==== Provided records ====
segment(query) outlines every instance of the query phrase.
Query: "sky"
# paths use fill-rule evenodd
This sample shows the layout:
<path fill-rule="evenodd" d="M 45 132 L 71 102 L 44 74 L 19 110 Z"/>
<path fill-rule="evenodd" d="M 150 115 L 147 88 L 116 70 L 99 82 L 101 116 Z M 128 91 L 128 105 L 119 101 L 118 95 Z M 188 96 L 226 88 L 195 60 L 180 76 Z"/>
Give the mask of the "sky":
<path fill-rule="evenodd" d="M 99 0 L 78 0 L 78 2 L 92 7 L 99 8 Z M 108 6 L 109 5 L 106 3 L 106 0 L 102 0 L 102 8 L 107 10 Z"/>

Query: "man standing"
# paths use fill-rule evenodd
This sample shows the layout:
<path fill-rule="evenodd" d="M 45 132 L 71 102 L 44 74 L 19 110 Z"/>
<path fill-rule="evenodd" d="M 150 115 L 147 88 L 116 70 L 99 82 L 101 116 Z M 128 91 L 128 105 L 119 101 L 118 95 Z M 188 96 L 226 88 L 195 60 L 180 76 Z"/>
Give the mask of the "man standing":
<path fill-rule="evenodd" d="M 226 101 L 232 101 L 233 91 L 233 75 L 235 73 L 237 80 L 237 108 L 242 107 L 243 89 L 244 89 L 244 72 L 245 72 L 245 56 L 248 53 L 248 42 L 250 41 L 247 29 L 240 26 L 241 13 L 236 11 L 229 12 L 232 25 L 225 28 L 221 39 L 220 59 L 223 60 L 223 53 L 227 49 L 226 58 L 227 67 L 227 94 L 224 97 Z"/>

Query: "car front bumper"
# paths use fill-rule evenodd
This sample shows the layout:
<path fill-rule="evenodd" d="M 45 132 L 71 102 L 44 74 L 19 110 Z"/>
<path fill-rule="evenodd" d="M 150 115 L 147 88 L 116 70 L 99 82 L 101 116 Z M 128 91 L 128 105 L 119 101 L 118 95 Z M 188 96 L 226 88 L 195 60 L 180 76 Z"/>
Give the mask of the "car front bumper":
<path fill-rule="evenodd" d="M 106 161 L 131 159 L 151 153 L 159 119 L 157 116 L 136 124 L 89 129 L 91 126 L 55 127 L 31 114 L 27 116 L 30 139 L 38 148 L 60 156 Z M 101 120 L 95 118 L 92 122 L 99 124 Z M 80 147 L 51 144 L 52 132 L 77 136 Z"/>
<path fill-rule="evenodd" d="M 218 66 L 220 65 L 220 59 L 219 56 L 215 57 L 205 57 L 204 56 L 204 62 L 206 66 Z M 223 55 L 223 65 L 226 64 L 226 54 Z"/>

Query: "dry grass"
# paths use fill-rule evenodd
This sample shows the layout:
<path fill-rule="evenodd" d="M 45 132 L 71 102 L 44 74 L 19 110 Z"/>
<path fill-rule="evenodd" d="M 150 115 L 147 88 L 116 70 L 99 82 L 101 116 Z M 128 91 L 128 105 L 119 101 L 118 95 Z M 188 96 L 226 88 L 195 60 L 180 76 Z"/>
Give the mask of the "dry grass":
====
— Exercise aim —
For this exercise, set down the entire listing above exactly as given.

— Output for this exercise —
segment(query) outlines every instance of the query phrase.
Query: "sky"
# paths use fill-rule evenodd
This sample shows the layout:
<path fill-rule="evenodd" d="M 45 132 L 71 102 L 44 74 L 19 110 Z"/>
<path fill-rule="evenodd" d="M 150 115 L 147 88 L 116 70 L 99 82 L 101 116 Z M 128 91 L 128 105 L 119 101 L 118 95 Z M 188 96 L 226 88 L 195 60 L 180 76 Z"/>
Give the mask of the "sky":
<path fill-rule="evenodd" d="M 99 0 L 78 0 L 78 2 L 92 7 L 99 8 Z M 108 6 L 109 5 L 106 3 L 106 0 L 102 0 L 102 8 L 107 10 Z"/>

Query: "man standing"
# paths use fill-rule evenodd
This sample shows the layout:
<path fill-rule="evenodd" d="M 45 132 L 71 102 L 44 74 L 19 110 Z"/>
<path fill-rule="evenodd" d="M 150 115 L 147 88 L 116 70 L 99 82 L 101 116 Z M 128 91 L 128 105 L 119 101 L 118 95 Z M 188 96 L 226 88 L 195 60 L 180 76 Z"/>
Give the mask of the "man standing":
<path fill-rule="evenodd" d="M 226 101 L 232 101 L 233 91 L 233 75 L 235 73 L 237 80 L 237 108 L 242 107 L 243 89 L 244 89 L 244 72 L 245 72 L 245 56 L 248 53 L 248 42 L 250 41 L 247 29 L 240 26 L 241 13 L 236 11 L 229 12 L 232 25 L 225 28 L 221 39 L 220 59 L 223 60 L 223 53 L 227 49 L 226 58 L 227 67 L 227 94 L 224 97 Z"/>

Query: "car front bumper"
# paths use fill-rule evenodd
This sample shows the layout:
<path fill-rule="evenodd" d="M 45 132 L 71 102 L 44 74 L 19 110 Z"/>
<path fill-rule="evenodd" d="M 150 115 L 147 88 L 116 70 L 99 82 L 101 116 Z M 128 91 L 128 105 L 119 101 L 118 95 Z M 188 96 L 226 88 L 195 60 L 180 76 Z"/>
Give the mask of the "car front bumper":
<path fill-rule="evenodd" d="M 106 161 L 131 159 L 151 153 L 159 119 L 157 116 L 136 124 L 89 129 L 91 126 L 55 127 L 31 114 L 27 116 L 30 139 L 38 148 L 60 156 Z M 101 120 L 95 118 L 92 122 L 99 124 Z M 80 147 L 51 144 L 52 132 L 77 136 Z"/>
<path fill-rule="evenodd" d="M 218 66 L 220 65 L 220 59 L 219 56 L 215 57 L 205 57 L 204 56 L 204 62 L 206 66 Z M 223 55 L 223 65 L 226 64 L 226 54 Z"/>

Query: "dry grass"
# paths use fill-rule evenodd
This sample shows the layout:
<path fill-rule="evenodd" d="M 45 132 L 71 102 L 44 74 L 19 110 Z"/>
<path fill-rule="evenodd" d="M 150 115 L 147 88 L 116 70 L 99 82 L 101 116 Z M 128 91 L 128 105 L 119 101 L 118 95 Z M 188 96 L 226 88 L 195 60 L 180 76 Z"/>
Give the mask of the "dry grass":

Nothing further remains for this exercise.